• LINHAS DO CONJUNTO:
....
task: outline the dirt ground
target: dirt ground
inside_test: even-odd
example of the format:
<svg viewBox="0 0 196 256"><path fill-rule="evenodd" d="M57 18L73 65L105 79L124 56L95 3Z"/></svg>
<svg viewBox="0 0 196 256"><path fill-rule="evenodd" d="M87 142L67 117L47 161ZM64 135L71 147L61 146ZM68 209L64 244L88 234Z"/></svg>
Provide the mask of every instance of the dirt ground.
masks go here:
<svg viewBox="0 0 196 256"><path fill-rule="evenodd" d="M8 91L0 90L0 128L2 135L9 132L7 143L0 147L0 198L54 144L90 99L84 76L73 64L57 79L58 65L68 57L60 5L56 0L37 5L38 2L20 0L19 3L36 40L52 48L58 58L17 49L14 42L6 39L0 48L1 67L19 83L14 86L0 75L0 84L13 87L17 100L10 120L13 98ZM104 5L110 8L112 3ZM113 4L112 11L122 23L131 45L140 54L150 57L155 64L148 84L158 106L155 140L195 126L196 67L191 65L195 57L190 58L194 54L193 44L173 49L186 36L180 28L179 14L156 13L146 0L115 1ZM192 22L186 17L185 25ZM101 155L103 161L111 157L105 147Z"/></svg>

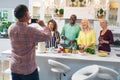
....
• INSTRUÇÕES E REQUISITOS: Reescreva toda a listagem acima como uma lista numerada, omitindo as linhas em branco. Não inclua as imagens na resposta.

• RESPOSTA COMPLETA:
1. task: outline the dirt ground
2. target: dirt ground
3. inside_test: even-odd
4. example of the format:
5. <svg viewBox="0 0 196 256"><path fill-rule="evenodd" d="M57 18L73 65L105 79L124 56L95 3Z"/></svg>
6. <svg viewBox="0 0 196 256"><path fill-rule="evenodd" d="M87 142L67 117L47 161ZM64 135L71 147L61 146ZM68 209L64 244L88 234Z"/></svg>
7. Provide the mask of every instance of the dirt ground.
8. masks go here:
9. <svg viewBox="0 0 196 256"><path fill-rule="evenodd" d="M8 91L0 90L0 128L2 135L9 132L7 143L0 147L0 198L54 144L90 99L84 76L73 64L57 79L58 65L68 57L60 5L56 0L37 5L38 2L20 0L19 3L36 40L52 48L58 58L17 49L14 42L6 39L0 48L1 67L19 83L14 86L0 75L0 84L13 87L17 100L10 120L13 98ZM104 5L110 8L112 3ZM113 4L112 11L122 23L131 45L140 54L150 57L155 64L148 84L158 106L155 140L195 126L196 67L191 65L195 57L190 58L194 54L193 44L173 49L186 36L180 28L179 14L156 13L146 0L115 1ZM192 22L186 17L185 25ZM101 155L103 161L111 157L105 147Z"/></svg>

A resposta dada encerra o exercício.